BEGIN SOURCE EXCERPT

NUCLEAR: Exelon is fast-tracking major capital projects at two of its nuclear plants that were saved by legislation signed last week. (Quad-City Times)

WIND:
• A new Obama administration rule would allow wind turbine operators to kill or injure up to 4,200 bald eagles — nearly four times the current limit — and not face penalty, though officials say the species will be conserved going forward. (Associated Press)
• County officials in Michigan’s Thumb region encourage state lawmakers to not increase the Renewable Portfolio Standard to 15 percent. (Huron Daily Tribune)

EFFICIENCY: Michigan-based Consumers Energy issues a $787,000 check to General Motors for the amount of energy saved at one of its manufacturing complexes. The utility’s efficiency investments also plan to save nonprofits and places of worship $1.5 million in electricity costs next year. (MLive)

OIL AND GAS: A company moves closer to clearing regulatory hurdles as it seeks to build a $1 billion natural gas plant in southwest Michigan. (South Bend Tribune)

END SOURCE EXCERPT
BEGIN DATASET RECORDS

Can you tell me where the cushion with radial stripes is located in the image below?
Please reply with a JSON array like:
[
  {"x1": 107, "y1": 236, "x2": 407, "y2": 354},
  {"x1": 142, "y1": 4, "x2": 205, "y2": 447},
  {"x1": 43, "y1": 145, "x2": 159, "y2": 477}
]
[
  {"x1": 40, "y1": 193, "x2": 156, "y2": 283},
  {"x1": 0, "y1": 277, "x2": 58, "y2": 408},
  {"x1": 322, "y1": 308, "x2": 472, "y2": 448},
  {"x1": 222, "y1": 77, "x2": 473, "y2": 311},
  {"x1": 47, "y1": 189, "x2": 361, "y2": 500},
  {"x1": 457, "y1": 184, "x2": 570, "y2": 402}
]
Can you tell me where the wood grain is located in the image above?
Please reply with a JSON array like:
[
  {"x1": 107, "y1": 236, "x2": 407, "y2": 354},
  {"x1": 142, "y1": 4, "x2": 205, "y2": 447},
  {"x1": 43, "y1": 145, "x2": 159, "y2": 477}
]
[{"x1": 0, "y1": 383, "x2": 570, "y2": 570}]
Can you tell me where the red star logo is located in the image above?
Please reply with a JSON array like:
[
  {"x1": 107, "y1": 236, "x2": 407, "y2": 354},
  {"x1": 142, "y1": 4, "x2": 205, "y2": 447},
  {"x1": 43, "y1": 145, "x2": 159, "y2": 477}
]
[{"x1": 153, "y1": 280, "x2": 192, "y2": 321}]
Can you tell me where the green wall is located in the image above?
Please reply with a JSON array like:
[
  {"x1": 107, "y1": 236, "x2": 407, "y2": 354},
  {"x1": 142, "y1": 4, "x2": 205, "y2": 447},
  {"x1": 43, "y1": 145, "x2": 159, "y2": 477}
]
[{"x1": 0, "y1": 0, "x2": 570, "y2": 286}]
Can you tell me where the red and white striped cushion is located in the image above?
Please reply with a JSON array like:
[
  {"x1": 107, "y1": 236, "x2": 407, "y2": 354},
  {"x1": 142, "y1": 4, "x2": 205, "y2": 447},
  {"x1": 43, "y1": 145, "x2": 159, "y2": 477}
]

END DATASET RECORDS

REQUIREMENTS:
1. Reproduce the part of the energy news digest starting at "NUCLEAR: Exelon is" and ending at "(Huron Daily Tribune)".
2. Name every news outlet the energy news digest cites as a source.

RESULTS OF THE TASKS:
1.
NUCLEAR: Exelon is fast-tracking major capital projects at two of its nuclear plants that were saved by legislation signed last week. (Quad-City Times)

WIND:
• A new Obama administration rule would allow wind turbine operators to kill or injure up to 4,200 bald eagles — nearly four times the current limit — and not face penalty, though officials say the species will be conserved going forward. (Associated Press)
• County officials in Michigan’s Thumb region encourage state lawmakers to not increase the Renewable Portfolio Standard to 15 percent. (Huron Daily Tribune)

2.
Quad-City Times
Associated Press
Huron Daily Tribune
MLive
South Bend Tribune